= What this task involves =
Count the lines below that contain the string "trousers", treating uppercase and lowercase as different. Reply with the number alone.

= Input for this task =
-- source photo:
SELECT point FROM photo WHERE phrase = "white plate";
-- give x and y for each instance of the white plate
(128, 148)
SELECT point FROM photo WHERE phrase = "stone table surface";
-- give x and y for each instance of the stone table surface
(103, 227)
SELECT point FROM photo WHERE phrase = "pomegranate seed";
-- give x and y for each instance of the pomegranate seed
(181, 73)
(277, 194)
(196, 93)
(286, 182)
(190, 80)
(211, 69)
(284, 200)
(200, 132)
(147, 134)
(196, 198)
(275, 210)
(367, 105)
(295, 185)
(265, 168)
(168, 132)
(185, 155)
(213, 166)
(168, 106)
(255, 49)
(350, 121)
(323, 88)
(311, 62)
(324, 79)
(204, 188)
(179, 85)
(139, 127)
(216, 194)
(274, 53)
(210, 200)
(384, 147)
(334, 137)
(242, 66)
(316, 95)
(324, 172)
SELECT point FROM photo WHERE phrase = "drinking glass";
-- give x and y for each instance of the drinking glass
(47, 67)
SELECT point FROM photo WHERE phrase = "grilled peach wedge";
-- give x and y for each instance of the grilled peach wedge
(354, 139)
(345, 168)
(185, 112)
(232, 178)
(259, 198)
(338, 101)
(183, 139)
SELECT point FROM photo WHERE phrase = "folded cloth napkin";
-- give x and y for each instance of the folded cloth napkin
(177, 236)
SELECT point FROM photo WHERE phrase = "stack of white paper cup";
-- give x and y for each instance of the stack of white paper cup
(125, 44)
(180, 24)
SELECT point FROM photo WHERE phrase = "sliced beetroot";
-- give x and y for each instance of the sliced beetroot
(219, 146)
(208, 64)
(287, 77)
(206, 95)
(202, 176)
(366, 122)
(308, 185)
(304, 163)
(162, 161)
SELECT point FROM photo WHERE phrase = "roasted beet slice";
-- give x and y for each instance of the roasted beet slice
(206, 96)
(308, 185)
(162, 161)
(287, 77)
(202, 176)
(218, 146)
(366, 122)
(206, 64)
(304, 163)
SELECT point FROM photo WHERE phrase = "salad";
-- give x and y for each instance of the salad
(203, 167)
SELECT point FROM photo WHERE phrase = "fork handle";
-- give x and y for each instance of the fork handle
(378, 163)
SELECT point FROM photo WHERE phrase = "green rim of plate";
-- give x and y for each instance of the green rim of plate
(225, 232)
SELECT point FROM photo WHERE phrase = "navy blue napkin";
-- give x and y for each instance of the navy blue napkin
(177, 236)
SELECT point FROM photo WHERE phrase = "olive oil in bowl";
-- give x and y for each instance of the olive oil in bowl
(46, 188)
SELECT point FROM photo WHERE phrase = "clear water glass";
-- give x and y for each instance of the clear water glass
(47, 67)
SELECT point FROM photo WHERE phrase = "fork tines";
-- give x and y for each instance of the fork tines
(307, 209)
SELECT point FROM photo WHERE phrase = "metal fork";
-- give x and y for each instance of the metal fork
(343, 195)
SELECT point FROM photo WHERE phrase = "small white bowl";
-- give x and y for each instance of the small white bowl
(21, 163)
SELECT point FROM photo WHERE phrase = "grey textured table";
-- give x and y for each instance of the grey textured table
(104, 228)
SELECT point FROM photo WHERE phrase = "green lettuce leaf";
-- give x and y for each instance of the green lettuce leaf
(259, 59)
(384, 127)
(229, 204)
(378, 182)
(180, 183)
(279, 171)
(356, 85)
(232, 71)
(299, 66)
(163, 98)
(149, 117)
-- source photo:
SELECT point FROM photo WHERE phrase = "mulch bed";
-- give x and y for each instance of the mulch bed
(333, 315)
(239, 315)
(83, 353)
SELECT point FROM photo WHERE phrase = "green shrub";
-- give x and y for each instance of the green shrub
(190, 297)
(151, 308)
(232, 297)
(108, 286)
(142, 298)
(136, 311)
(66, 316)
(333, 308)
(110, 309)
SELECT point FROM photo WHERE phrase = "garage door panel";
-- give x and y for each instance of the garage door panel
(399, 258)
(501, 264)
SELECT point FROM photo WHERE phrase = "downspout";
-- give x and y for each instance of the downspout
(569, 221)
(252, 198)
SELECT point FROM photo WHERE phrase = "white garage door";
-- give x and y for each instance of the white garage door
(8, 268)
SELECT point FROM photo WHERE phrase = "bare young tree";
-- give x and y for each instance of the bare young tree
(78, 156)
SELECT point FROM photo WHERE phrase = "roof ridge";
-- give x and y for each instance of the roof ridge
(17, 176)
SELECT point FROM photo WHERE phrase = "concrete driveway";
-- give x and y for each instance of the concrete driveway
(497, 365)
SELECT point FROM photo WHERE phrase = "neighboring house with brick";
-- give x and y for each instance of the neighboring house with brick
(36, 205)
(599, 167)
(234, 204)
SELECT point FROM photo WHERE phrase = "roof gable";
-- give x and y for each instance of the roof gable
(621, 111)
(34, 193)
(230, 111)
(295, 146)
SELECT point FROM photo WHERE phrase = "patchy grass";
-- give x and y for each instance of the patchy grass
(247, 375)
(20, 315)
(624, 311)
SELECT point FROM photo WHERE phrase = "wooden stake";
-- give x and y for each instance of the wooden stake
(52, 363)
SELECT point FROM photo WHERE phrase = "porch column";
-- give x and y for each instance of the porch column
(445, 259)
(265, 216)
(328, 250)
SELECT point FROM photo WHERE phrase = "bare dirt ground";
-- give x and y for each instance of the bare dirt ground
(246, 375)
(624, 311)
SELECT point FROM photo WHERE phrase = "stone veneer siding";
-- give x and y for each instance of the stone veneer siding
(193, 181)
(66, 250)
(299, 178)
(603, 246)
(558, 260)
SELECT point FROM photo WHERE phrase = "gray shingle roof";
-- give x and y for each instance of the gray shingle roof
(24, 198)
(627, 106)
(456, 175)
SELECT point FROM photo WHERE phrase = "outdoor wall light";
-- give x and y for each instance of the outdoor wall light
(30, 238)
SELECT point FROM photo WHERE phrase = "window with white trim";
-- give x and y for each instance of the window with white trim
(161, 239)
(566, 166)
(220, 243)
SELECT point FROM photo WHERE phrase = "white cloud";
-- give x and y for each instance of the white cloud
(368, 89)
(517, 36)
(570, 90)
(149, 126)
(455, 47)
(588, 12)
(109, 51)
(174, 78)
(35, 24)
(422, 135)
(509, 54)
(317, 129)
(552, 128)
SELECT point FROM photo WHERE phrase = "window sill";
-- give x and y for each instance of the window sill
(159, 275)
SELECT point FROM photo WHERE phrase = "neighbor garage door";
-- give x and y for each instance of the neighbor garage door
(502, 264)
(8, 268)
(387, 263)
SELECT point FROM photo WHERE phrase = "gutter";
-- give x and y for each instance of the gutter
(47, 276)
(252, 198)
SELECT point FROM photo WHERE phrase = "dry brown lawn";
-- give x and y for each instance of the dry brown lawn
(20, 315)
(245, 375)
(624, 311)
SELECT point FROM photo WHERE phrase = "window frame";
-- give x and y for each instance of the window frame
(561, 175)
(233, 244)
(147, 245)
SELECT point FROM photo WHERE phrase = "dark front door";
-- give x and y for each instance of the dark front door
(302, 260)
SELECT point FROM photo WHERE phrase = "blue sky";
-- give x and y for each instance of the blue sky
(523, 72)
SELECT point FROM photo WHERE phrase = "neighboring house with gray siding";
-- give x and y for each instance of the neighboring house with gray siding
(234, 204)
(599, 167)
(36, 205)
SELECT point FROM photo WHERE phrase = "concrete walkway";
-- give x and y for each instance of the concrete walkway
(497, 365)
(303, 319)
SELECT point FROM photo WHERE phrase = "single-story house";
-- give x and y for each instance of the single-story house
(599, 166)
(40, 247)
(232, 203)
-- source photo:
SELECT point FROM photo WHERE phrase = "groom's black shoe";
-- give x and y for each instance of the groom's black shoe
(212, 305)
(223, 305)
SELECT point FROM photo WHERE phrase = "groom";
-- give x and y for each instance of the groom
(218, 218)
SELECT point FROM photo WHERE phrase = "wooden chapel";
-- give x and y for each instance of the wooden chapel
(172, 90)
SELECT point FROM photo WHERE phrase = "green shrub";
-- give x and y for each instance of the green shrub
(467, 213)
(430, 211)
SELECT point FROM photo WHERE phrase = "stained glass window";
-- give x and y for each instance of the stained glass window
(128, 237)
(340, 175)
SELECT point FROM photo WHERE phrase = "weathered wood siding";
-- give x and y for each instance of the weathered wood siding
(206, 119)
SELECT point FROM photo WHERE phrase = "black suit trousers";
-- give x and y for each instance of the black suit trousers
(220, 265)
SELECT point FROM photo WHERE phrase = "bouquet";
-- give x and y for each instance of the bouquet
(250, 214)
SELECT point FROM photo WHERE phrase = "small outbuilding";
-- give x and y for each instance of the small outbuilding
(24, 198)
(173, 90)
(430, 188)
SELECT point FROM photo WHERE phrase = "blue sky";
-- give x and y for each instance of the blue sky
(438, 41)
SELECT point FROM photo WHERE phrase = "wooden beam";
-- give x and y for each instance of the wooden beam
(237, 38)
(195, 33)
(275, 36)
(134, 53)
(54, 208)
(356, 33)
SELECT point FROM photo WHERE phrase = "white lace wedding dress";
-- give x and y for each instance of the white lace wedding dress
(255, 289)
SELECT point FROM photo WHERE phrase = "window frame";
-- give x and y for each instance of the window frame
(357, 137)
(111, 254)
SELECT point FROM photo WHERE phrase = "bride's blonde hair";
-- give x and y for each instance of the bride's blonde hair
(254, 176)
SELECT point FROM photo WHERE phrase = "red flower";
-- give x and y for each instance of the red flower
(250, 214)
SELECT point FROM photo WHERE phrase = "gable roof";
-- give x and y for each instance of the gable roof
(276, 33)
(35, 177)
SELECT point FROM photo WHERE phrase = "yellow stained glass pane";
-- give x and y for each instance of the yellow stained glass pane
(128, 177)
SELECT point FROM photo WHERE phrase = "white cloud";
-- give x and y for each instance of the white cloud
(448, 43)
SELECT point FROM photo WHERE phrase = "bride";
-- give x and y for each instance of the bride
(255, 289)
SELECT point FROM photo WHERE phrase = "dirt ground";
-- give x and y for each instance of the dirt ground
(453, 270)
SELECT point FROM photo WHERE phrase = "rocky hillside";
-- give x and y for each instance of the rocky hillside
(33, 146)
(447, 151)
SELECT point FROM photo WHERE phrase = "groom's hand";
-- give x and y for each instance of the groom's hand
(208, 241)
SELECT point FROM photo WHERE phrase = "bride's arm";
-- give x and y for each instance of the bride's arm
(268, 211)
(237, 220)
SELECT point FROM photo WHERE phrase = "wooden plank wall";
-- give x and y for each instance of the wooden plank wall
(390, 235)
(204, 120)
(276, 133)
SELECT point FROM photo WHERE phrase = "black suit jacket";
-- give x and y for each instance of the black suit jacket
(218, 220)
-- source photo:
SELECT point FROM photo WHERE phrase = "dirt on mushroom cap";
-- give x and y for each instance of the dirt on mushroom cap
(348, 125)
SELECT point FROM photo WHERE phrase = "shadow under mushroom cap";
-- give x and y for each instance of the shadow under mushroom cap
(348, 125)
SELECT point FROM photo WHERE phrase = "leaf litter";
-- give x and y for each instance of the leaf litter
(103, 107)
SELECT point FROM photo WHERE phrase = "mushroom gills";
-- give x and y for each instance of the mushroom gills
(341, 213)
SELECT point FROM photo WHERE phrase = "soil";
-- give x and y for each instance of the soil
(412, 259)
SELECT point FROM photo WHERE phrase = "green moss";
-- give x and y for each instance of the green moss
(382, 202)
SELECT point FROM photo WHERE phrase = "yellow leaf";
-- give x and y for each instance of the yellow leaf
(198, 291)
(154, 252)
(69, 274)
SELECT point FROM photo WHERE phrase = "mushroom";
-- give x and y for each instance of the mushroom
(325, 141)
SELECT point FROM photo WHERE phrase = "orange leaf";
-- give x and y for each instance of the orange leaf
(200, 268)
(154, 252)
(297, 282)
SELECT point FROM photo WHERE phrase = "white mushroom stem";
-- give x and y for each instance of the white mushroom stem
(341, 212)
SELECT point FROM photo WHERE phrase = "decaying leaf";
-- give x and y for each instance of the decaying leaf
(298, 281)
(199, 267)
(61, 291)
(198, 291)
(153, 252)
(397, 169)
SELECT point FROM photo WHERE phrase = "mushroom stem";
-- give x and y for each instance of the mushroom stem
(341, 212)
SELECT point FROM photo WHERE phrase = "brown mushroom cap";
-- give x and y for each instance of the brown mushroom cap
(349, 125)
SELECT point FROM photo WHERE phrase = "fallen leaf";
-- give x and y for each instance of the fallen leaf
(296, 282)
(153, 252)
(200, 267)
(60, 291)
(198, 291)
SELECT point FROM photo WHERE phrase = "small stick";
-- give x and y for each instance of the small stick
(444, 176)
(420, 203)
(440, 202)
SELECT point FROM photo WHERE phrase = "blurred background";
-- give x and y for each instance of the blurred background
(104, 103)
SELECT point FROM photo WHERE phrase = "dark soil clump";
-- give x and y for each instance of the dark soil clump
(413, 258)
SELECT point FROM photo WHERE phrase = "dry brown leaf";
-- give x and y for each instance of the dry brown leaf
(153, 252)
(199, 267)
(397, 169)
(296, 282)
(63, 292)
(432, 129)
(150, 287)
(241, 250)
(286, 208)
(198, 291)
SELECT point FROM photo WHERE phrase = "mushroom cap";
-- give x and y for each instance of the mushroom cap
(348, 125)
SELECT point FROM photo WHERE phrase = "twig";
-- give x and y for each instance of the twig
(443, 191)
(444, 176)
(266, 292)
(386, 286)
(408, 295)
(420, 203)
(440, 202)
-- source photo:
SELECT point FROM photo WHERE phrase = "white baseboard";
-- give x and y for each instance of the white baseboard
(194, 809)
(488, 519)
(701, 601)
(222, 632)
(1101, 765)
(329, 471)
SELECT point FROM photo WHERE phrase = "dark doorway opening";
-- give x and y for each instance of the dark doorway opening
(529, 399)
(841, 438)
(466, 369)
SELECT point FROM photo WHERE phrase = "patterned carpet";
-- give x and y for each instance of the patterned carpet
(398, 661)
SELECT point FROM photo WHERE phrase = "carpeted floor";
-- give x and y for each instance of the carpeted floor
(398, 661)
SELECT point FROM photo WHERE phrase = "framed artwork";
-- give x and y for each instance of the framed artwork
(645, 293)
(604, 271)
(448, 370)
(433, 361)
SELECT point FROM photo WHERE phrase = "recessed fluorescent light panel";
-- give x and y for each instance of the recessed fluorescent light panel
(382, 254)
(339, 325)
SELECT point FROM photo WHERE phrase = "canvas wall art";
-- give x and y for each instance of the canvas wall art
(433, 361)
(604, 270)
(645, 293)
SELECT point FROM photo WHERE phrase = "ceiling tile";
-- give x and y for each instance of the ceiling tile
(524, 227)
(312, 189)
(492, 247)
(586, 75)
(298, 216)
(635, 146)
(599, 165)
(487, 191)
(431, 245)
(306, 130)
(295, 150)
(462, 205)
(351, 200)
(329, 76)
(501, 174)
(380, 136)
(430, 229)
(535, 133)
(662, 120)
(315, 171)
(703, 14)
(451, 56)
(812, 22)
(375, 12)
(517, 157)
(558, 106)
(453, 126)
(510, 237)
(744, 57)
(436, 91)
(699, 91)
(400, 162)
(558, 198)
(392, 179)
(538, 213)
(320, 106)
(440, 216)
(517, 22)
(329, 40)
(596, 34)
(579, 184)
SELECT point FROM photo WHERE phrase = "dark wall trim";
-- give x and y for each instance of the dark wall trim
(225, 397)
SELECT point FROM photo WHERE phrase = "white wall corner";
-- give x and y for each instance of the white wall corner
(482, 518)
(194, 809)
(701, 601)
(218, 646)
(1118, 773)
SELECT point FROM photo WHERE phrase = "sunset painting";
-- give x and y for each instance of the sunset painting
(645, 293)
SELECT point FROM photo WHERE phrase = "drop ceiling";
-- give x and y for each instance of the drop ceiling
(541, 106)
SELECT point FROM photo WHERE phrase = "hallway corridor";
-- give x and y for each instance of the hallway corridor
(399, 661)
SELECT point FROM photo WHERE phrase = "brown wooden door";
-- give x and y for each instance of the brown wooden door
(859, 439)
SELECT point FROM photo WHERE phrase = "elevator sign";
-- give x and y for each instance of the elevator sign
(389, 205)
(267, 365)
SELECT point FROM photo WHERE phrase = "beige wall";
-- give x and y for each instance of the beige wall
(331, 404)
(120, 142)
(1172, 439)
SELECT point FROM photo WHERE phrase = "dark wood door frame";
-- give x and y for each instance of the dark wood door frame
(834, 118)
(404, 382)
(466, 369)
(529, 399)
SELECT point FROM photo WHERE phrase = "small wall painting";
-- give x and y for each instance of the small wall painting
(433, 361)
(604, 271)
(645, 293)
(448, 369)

= Exercise output =
2